— ESERCIZIO PROPOSTO 1 —
Rispondi in base al testo sulle tasse per l'acquisto di fabbricati strumentali.
(a) Quanto costa l'imposta di bollo se il venditore è una banca o una società di leasing che esercita l'opzione Iva?
(b) Oltre ai gruppi catastali B, C, D ed E, in quale categoria catastale sono accatastati i fabbricati strumentali?
(c) Per un fabbricato costruito da più di 5 anni, che cosa bisogna distinguere ai fini delle imposte?
— ESERCIZIO PROPOSTO 2 —
Estrai dal testo sulle tasse per i fabbricati strumentali tutto ciò che va da "Quali tasse sono" giù fino a "Iva oppure no.", senza cambiare nulla.

— ESTRATTO DELLA PAGINA —

Se si tratta di acquisto di un fabbricato strumentale e il venditore è una banca o una società di leasing che eserciti l’opzione Iva, sia nel caso di acquirente soggetto Iva che di diverso soggetto, le imposte e le tasse da pagare sono le seguenti:

  • l’imposta di registro per 200 euro;
  • imposta ipotecaria di 200 euro;
  • l’imposta catastale di 200 euro;
  • imposta di bollo di 230 euro;
  • tassa ipotecaria di 90 euro.

 

Comprare un fabbricato con più di 5 anni dall’impresa costruttrice, quali tasse da pagare?

Quali tasse sono da pagare per l’acquisto di un fabbricato strumentale con epoca di costruzione di oltre 5 anni direttamente dall’impresa costruttrice? Innanzitutto è bene chiarire cosa si intenda per “fabbricato strumentale“. Si tratta di immobili accatastati nella categoria catastale A/10 e nei gruppi catastali B, C, D ed E. Nel caso di costruzione da più di 5 anni, ai fini delle imposte è necessario distinguere se il costruttore eserciti l’opzione Iva oppure no.

Record
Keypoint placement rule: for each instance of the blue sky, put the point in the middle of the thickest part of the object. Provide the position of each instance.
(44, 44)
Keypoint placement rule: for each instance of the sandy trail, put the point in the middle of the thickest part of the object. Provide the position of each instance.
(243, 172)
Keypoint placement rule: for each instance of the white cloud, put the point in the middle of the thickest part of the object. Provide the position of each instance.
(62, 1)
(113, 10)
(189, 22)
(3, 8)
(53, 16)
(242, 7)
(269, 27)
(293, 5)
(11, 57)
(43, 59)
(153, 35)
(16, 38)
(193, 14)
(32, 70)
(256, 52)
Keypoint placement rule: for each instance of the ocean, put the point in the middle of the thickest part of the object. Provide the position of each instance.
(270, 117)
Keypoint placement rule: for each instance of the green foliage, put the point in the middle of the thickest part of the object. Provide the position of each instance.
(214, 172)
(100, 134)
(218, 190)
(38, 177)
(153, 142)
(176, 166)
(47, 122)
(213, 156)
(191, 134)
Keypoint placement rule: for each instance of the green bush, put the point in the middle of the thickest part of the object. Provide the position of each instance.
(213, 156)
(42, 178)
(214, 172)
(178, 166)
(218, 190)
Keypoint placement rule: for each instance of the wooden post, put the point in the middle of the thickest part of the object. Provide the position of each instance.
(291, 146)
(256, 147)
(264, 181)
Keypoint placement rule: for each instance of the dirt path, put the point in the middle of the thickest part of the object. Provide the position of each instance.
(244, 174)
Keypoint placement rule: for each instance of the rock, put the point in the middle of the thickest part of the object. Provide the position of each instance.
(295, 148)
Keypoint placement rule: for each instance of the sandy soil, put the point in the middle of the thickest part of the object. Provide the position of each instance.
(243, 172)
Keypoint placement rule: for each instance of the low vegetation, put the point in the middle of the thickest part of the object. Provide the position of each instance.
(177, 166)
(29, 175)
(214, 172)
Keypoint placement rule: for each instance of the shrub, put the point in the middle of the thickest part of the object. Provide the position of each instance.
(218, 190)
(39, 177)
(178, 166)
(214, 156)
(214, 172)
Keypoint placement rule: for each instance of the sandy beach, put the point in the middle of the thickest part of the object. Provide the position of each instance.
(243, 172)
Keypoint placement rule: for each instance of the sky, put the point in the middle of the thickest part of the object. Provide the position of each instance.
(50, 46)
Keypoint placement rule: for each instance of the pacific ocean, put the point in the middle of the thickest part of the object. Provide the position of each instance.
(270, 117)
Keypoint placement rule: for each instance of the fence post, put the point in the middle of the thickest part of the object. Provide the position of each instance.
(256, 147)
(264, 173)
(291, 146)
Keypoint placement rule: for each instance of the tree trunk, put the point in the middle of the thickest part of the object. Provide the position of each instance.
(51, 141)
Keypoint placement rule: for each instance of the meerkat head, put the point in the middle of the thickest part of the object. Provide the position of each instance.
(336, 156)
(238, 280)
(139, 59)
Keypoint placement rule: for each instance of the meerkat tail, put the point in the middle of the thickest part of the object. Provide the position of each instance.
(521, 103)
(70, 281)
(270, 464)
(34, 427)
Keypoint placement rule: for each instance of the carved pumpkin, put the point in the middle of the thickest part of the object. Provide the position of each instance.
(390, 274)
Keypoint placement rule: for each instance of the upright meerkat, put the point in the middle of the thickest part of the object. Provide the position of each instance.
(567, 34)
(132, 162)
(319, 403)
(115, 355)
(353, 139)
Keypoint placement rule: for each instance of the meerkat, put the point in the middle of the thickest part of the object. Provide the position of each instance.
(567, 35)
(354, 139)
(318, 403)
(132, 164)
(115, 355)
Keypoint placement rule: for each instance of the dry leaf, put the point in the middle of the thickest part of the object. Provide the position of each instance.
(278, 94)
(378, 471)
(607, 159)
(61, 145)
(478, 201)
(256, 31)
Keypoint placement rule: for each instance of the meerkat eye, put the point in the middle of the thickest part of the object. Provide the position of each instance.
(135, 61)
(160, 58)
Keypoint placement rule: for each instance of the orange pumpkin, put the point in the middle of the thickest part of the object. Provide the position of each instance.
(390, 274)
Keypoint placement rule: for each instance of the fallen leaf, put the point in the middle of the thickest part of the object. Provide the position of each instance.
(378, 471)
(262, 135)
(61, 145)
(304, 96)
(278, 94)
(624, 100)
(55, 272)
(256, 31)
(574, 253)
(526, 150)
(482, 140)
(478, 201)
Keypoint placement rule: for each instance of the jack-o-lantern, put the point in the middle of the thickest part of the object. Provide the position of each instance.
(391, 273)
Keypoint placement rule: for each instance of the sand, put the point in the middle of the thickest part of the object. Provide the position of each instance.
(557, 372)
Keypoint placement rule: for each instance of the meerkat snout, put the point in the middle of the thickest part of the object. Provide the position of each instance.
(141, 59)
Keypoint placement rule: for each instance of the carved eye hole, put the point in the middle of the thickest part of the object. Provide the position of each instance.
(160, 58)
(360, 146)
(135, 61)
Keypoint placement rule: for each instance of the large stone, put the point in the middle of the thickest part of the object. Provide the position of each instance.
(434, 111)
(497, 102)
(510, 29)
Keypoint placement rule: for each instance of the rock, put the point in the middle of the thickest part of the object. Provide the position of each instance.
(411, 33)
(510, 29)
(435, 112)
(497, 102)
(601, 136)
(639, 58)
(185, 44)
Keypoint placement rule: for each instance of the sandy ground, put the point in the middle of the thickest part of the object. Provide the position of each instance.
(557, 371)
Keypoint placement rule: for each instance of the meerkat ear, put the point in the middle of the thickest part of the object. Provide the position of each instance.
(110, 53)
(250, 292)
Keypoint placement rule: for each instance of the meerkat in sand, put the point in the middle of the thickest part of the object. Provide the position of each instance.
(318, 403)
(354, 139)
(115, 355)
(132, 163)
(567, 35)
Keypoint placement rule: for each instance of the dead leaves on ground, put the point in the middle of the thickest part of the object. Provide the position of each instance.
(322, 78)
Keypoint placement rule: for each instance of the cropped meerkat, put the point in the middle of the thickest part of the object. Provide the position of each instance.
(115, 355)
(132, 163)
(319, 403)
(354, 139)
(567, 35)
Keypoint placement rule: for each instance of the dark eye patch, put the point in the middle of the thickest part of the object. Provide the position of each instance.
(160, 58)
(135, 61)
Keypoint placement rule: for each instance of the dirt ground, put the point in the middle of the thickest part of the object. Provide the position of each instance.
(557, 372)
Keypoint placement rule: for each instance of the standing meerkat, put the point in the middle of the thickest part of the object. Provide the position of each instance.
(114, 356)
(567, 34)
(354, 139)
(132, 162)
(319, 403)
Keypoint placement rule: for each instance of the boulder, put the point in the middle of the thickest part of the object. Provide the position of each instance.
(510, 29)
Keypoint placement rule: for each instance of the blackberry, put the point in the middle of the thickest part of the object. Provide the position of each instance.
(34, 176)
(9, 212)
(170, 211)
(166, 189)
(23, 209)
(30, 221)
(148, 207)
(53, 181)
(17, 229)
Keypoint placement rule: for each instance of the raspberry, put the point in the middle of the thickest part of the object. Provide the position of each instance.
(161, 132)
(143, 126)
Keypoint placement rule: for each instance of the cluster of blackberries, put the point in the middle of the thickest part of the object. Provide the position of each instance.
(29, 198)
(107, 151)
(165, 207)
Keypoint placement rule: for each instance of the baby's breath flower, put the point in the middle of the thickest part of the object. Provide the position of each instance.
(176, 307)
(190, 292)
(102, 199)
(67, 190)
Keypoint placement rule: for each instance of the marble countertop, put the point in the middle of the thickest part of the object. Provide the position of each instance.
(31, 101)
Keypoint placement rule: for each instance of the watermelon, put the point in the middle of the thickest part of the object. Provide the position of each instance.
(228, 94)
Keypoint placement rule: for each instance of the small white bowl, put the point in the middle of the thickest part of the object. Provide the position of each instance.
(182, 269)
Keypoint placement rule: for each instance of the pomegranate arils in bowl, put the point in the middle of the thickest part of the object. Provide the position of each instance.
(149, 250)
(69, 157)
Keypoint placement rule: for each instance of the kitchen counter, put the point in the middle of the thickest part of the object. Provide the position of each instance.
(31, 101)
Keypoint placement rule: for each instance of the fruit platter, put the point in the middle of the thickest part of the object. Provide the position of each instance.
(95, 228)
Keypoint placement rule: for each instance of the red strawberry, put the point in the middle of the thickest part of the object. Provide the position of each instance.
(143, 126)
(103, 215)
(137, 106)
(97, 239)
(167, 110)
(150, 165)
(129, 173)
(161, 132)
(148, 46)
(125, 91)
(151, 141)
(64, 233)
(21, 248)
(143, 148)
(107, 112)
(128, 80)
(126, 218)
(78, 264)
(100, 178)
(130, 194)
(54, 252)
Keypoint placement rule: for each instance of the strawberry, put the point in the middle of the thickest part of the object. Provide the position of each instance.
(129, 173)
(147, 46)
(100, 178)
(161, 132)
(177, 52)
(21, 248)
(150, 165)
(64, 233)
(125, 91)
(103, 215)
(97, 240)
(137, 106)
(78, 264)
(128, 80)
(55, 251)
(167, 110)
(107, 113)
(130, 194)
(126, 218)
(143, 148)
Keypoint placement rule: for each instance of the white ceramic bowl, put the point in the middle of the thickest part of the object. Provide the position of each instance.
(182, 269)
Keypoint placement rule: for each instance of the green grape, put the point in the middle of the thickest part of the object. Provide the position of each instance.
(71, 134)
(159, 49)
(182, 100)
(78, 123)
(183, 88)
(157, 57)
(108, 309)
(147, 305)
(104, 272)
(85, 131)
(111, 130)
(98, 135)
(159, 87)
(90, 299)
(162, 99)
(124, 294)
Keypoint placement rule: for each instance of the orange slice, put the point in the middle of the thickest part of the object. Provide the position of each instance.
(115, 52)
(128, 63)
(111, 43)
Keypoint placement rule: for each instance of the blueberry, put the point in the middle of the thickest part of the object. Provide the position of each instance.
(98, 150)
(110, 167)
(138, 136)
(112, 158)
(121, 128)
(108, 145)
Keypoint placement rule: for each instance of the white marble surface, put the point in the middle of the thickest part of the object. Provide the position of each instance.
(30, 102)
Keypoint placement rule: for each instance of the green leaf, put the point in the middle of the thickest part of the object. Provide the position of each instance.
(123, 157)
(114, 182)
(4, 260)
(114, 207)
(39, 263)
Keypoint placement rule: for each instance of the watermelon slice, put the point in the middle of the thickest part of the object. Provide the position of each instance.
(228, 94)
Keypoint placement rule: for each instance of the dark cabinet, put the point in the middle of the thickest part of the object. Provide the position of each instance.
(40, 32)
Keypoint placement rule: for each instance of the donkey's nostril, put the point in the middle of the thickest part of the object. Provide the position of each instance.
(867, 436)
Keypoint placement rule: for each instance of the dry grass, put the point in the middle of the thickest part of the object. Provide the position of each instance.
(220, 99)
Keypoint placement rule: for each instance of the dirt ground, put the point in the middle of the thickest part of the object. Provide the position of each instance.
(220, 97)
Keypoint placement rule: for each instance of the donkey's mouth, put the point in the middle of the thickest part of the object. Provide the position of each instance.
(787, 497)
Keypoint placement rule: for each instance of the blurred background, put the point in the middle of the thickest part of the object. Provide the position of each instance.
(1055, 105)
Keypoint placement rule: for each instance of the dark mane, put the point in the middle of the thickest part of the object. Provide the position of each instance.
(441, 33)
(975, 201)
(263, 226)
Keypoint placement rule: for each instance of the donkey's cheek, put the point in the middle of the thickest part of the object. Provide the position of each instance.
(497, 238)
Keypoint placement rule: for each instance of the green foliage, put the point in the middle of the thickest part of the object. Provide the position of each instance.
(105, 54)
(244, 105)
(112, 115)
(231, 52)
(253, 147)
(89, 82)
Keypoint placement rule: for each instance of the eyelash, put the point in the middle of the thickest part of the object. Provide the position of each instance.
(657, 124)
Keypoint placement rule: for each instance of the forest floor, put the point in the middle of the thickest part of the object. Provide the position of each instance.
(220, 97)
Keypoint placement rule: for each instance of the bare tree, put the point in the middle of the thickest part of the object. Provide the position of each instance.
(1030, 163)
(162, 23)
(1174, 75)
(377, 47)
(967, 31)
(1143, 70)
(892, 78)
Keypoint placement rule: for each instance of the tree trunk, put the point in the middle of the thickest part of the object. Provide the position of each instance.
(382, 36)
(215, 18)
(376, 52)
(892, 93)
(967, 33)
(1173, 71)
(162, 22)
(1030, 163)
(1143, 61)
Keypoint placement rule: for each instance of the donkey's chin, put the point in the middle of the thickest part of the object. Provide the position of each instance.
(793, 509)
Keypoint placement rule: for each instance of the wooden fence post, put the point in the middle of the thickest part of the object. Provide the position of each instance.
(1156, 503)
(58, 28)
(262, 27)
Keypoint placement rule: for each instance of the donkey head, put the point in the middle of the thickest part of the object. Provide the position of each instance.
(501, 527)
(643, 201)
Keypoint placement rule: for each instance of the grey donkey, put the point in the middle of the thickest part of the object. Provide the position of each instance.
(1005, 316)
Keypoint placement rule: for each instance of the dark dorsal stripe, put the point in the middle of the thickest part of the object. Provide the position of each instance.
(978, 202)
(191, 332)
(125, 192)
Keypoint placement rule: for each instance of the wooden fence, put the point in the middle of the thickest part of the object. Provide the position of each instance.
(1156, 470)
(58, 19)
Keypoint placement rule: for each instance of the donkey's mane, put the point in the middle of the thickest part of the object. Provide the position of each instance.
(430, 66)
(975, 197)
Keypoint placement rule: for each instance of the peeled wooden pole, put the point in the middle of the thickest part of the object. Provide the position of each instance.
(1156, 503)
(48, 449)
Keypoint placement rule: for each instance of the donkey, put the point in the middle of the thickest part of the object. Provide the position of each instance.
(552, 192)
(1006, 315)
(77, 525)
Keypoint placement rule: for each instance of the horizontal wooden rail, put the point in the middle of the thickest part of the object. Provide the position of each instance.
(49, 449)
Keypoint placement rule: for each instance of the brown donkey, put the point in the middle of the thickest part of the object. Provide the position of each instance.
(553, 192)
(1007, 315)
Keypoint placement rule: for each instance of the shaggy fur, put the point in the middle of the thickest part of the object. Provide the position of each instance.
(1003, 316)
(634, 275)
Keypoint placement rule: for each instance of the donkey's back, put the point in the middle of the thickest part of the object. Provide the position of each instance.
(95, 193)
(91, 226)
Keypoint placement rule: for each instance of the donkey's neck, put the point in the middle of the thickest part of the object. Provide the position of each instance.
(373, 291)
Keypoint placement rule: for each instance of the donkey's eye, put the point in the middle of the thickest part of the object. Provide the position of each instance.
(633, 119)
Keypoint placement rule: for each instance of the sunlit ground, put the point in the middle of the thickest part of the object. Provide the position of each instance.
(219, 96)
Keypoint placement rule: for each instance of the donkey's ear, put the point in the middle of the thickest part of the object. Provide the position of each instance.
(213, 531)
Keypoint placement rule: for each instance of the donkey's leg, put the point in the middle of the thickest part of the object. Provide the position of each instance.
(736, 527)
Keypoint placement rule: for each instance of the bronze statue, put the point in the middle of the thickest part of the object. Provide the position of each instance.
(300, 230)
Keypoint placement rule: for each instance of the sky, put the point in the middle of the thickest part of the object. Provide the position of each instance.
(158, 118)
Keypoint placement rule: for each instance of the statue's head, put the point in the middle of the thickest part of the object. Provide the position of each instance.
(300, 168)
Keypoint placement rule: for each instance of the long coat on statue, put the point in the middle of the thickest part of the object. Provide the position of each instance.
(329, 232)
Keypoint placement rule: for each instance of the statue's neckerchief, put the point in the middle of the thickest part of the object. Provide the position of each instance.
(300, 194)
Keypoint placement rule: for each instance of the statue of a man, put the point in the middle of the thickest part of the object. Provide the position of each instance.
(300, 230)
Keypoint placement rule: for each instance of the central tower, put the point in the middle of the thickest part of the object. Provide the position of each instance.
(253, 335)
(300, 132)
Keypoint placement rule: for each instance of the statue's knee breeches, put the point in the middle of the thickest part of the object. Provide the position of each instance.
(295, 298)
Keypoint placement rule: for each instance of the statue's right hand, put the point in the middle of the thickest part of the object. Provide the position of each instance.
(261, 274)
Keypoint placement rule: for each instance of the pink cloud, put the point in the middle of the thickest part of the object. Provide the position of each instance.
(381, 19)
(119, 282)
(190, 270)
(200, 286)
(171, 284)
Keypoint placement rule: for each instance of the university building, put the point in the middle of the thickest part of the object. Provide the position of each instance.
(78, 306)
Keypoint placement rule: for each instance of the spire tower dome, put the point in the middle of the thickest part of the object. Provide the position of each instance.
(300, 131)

— SOLUZIONE 1 —
(a) 230 euro.
(b) Nella categoria catastale A/10.
(c) Se il costruttore eserciti l'opzione Iva oppure no.

— SOLUZIONE 2 —
Quali tasse sono da pagare per l’acquisto di un fabbricato strumentale con epoca di costruzione di oltre 5 anni direttamente dall’impresa costruttrice? Innanzitutto è bene chiarire cosa si intenda per “fabbricato strumentale“. Si tratta di immobili accatastati nella categoria catastale A/10 e nei gruppi catastali B, C, D ed E. Nel caso di costruzione da più di 5 anni, ai fini delle imposte è necessario distinguere se il costruttore eserciti l’opzione Iva oppure no.